DOCUMENT EXCERPT:
+===+
If a Democrat wins in 2016...
“I don’t think OSHA could actually thoughtfully consider all the comments and write a responsive final rule in the time remaining. If a Democrat wins in 2016 and Dr. Michaels stays on, he’d have another 4 years and that might give him enough time to complete the I2P2 rule. After all, Dr. Michaels seems to having a great time in this post, OSHA seems to be firing on many cylinders. If a Democrat wins in 2016 and Dr. Michaels is offered the OSHA job, I think he stays.
Editor’s note: Who does Dr. Michaels think he is – Dr. John Howard? Dr. Howard has been head of NIOSH since the Bush administration.
“It’s a possible easing up (of standards-setting),” says Glucksman. “I think this also points to the tug of war at the White House. President Obama seems to believe in the power of government to help people. He is also, I believe, wary of guiding an economy through a recession and does not want to be known as the one who stifled the recovery. After all, he signed Executive Order 13653, which tells the federal apparatus to write regulations that make sense, that do not hurt American competitive or cost jobs, but remain consistent with the government’s responsibility to protect health, safety and the environment.
+===+
THE DATA:
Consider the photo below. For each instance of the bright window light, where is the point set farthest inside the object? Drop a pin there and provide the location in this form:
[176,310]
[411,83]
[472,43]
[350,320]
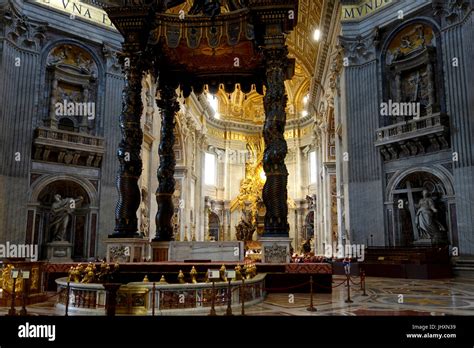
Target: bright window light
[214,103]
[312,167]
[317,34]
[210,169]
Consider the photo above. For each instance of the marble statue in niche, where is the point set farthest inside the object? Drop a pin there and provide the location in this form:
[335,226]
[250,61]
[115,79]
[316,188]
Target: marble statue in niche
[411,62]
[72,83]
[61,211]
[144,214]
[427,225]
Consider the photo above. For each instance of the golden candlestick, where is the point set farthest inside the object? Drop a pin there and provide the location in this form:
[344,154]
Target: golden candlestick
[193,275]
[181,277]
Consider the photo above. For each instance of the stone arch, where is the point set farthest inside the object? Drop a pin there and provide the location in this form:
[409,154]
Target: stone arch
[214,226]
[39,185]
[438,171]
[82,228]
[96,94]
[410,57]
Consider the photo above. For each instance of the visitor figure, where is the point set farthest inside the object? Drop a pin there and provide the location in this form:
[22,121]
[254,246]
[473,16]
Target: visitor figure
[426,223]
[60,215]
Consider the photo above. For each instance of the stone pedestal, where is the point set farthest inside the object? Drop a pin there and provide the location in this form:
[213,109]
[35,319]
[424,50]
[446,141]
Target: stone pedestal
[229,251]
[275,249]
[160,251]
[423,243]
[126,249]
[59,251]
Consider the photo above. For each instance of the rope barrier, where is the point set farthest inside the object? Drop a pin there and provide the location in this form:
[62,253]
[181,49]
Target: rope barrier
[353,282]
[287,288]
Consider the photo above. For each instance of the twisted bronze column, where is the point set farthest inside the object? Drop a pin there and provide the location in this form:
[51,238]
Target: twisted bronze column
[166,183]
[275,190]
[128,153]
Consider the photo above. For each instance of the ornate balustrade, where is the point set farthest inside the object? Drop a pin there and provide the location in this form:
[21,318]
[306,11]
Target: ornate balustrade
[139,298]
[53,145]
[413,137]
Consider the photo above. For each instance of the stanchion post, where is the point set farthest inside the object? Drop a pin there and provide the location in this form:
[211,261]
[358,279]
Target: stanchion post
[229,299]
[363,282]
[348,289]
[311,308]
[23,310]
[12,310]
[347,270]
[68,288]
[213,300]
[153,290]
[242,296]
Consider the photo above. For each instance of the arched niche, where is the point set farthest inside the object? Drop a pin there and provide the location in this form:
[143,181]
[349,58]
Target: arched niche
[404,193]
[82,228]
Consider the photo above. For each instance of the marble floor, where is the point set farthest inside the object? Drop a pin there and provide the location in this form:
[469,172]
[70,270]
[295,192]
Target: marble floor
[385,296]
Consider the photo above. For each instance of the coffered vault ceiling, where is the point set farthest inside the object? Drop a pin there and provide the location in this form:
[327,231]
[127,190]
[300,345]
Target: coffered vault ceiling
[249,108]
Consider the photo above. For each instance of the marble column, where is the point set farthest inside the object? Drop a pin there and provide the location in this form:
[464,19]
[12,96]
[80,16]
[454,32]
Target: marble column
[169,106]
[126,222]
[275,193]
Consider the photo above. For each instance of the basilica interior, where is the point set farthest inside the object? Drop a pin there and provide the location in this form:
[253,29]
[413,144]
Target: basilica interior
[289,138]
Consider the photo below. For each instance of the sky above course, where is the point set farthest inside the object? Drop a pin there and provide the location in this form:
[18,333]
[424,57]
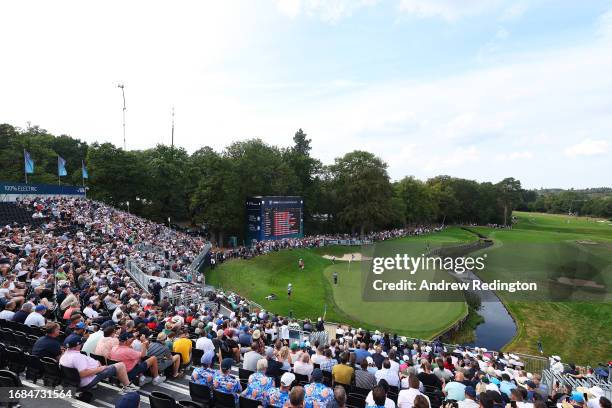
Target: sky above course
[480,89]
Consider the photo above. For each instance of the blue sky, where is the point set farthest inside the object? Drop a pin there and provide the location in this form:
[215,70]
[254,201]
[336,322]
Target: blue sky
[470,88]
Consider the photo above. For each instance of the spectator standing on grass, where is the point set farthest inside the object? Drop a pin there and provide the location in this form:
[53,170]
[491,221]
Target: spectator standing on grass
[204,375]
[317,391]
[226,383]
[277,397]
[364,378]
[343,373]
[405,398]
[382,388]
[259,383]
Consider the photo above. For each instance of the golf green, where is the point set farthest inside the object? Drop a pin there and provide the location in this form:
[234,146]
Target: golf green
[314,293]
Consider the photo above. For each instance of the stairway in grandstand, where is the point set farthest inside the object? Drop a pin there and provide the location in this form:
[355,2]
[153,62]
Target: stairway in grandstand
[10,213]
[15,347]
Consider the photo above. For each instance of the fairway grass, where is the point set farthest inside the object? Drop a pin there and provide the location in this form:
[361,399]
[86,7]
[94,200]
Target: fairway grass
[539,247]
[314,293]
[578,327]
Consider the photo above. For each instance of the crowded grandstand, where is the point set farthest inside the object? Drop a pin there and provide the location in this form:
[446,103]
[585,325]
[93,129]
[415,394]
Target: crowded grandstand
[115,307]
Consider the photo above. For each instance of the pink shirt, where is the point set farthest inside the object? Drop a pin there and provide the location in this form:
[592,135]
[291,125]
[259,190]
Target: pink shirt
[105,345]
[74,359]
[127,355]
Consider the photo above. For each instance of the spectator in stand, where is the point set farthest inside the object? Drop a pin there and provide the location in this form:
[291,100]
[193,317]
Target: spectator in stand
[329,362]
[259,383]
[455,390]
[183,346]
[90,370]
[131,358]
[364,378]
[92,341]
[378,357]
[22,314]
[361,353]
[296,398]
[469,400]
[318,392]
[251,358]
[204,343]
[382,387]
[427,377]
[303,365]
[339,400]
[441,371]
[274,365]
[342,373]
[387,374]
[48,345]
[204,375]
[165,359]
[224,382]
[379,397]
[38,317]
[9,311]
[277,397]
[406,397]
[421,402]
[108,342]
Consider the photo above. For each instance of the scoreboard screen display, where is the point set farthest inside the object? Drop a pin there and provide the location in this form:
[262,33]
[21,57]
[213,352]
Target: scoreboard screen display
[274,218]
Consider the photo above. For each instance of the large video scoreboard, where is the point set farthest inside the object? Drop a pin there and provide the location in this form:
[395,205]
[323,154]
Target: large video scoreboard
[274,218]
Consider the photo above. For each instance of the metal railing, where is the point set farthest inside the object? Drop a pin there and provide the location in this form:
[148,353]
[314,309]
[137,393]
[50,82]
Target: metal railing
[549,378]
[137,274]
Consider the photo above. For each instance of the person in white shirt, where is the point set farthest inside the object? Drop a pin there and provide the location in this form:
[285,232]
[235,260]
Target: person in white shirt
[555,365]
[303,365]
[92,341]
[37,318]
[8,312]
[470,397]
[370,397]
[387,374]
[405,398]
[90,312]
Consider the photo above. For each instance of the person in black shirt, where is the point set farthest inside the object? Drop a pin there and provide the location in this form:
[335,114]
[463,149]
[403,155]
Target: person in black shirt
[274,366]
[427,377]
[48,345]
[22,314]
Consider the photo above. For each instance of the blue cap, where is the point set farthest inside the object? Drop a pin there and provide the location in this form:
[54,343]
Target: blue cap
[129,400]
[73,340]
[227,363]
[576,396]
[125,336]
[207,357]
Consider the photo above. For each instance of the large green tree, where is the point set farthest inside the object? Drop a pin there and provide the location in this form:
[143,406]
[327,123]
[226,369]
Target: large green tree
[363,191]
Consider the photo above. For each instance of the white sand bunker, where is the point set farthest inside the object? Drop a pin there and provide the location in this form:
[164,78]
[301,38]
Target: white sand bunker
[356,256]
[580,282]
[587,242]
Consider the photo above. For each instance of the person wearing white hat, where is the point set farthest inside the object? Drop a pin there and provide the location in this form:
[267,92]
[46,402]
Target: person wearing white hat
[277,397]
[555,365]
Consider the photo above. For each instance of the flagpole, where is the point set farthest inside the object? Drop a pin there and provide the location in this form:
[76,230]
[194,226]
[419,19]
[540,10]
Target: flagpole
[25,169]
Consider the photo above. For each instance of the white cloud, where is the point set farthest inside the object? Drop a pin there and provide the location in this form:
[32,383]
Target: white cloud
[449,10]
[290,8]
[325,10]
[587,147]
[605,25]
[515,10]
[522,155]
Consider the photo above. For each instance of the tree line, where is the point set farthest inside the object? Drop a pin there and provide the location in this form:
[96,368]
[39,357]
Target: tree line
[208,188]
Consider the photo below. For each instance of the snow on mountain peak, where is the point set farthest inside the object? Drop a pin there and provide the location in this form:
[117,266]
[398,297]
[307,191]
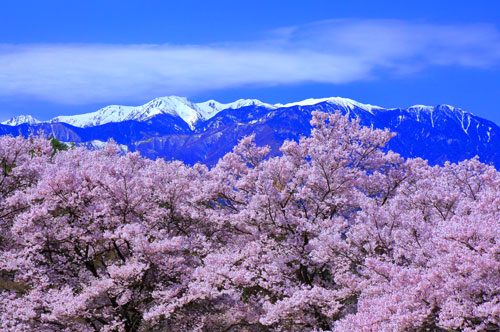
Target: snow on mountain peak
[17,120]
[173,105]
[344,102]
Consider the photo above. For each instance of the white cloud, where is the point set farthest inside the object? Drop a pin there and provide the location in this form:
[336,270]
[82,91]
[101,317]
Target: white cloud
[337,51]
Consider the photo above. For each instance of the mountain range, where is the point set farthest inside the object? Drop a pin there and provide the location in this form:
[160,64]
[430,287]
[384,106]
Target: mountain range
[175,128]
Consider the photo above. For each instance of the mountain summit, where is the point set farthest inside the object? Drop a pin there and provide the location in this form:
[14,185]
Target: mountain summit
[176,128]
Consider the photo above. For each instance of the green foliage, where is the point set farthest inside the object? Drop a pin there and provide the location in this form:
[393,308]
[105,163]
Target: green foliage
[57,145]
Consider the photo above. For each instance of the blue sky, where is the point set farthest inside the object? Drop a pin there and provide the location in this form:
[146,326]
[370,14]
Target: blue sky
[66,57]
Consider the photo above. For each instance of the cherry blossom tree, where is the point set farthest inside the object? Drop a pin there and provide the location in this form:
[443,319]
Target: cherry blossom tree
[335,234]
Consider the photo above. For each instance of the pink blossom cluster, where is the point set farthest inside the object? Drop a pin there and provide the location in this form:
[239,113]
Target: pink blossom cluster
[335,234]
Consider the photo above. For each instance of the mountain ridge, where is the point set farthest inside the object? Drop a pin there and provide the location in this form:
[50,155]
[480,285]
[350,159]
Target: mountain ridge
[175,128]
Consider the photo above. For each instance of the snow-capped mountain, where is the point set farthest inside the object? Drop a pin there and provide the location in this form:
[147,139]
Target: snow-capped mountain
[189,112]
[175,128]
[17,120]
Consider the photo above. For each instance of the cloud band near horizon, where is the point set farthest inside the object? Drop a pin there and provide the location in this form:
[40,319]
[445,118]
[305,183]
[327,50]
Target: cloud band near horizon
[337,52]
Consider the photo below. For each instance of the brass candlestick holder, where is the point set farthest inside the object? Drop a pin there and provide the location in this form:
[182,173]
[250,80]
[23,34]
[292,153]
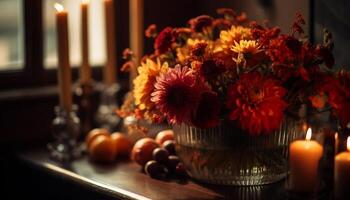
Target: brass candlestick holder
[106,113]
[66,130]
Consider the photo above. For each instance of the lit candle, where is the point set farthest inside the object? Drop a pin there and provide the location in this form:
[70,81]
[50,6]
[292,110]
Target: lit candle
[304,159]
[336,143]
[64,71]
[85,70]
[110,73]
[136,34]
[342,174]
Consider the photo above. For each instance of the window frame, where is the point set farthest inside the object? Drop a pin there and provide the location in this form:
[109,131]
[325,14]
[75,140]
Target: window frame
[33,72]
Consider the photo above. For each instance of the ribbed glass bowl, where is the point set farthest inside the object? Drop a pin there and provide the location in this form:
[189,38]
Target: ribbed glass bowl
+===+
TASK INSTRUCTIONS:
1: Write out the part of the OSHA excerpt that runs from "Editor’s note: Who" up to and including "and the environment.", word for word.
2: Translate this sentence from the OSHA excerpt into Spanish: "Dr. Howard has been head of NIOSH since the Bush administration."

SOLUTIONS TO THE PROBLEMS:
1:
Editor’s note: Who does Dr. Michaels think he is – Dr. John Howard? Dr. Howard has been head of NIOSH since the Bush administration.
“It’s a possible easing up (of standards-setting),” says Glucksman. “I think this also points to the tug of war at the White House. President Obama seems to believe in the power of government to help people. He is also, I believe, wary of guiding an economy through a recession and does not want to be known as the one who stifled the recovery. After all, he signed Executive Order 13653, which tells the federal apparatus to write regulations that make sense, that do not hurt American competitive or cost jobs, but remain consistent with the government’s responsibility to protect health, safety and the environment.

2: El Dr. Howard ha sido director de NIOSH desde la administración de Bush.